Source document -
This week's VHS is Bill Rebane's 1978
killer virus flick The Alpha Incident.
An organism brought back from Mars
infects a group of people in a railway station.
With flu season upon us, I thought it
fitting to revisit a movie I haven't seen since my Major Video days.
I pretty much only remembered the big effects piece in the movie and
it didn't even go down how I recalled it. As a movie, The Alpha
Incident wears its lack of budget on its sleeve as the majority of
the movie takes place in one room, as faraway scientists search for a
cure.
![]() |
Science! |
I found myself frustrated with the
characterizations here, as apart from straight arrow Dr. Sorensen
(Stafford Morgan), everyone is rather insipid or exaggerated and
certainly not the kind of folks you'd want to spend your last moments
with. Perhaps most disappointing was how useless the only female
character was, as Jenny (Carol Irene Newell) goes from fairly meek to
sneaking off to snog the wholly unappealing Jack (John Goff) for no
real reason other than perhaps the filmmakers needed a flash of skin.

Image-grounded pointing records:
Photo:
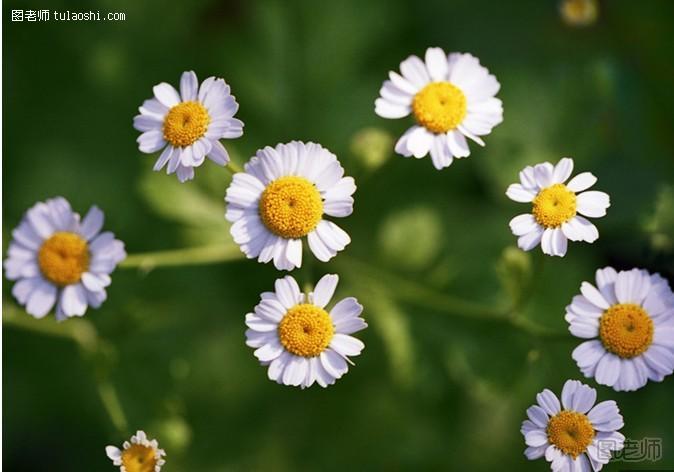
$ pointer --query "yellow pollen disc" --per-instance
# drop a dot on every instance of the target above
(571, 432)
(185, 123)
(626, 330)
(291, 207)
(306, 330)
(63, 258)
(139, 458)
(439, 107)
(554, 205)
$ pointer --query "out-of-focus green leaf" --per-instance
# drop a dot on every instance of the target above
(411, 238)
(514, 272)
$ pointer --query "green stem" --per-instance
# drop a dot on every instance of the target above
(83, 333)
(420, 295)
(179, 257)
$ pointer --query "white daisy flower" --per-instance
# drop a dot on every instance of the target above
(298, 339)
(283, 196)
(451, 98)
(576, 435)
(187, 126)
(56, 259)
(629, 319)
(556, 207)
(139, 454)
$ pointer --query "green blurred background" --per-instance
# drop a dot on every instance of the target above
(443, 383)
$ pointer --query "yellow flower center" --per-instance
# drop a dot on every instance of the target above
(554, 205)
(439, 107)
(63, 258)
(626, 330)
(306, 330)
(291, 207)
(185, 123)
(571, 432)
(139, 458)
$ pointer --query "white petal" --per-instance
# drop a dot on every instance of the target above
(543, 174)
(189, 86)
(436, 63)
(92, 223)
(523, 224)
(529, 241)
(562, 170)
(518, 193)
(324, 290)
(74, 300)
(595, 297)
(41, 299)
(388, 109)
(457, 144)
(608, 370)
(592, 203)
(581, 182)
(419, 142)
(346, 345)
(166, 94)
(414, 70)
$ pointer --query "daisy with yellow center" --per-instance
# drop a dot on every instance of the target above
(58, 260)
(628, 318)
(574, 434)
(187, 126)
(282, 197)
(558, 209)
(299, 339)
(451, 97)
(139, 454)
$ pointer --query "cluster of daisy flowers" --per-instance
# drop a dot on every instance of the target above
(289, 194)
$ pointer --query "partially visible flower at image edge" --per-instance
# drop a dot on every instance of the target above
(452, 97)
(188, 126)
(59, 260)
(574, 435)
(301, 342)
(139, 454)
(628, 319)
(556, 207)
(283, 196)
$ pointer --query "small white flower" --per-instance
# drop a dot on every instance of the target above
(576, 435)
(629, 317)
(56, 259)
(282, 197)
(139, 454)
(189, 125)
(556, 207)
(298, 339)
(451, 97)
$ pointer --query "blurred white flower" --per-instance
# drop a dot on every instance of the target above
(298, 339)
(188, 126)
(282, 197)
(451, 98)
(576, 435)
(58, 260)
(556, 207)
(139, 454)
(629, 317)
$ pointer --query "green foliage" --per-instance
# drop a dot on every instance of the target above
(449, 368)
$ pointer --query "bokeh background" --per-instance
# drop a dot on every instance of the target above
(464, 328)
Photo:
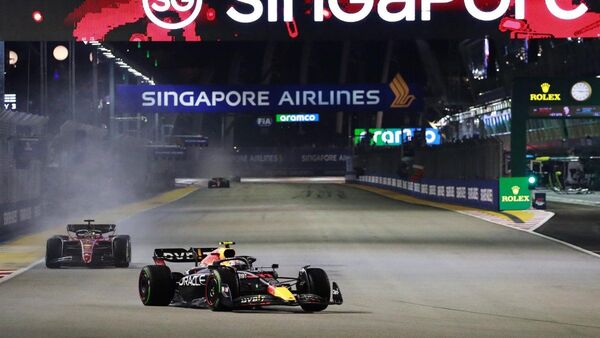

Required action -
Say whether each statement agrees with the review of The Alpha Incident, answering yes or no and quoting the deciding words: (a) the movie came out in 1978; (b) most of the movie takes place in one room; (c) the organism was brought back from the Moon.

Written reply -
(a) Yes: "Bill Rebane's 1978 killer virus flick The Alpha Incident."
(b) Yes: "the majority of the movie takes place in one room"
(c) No: "An organism brought back from Mars"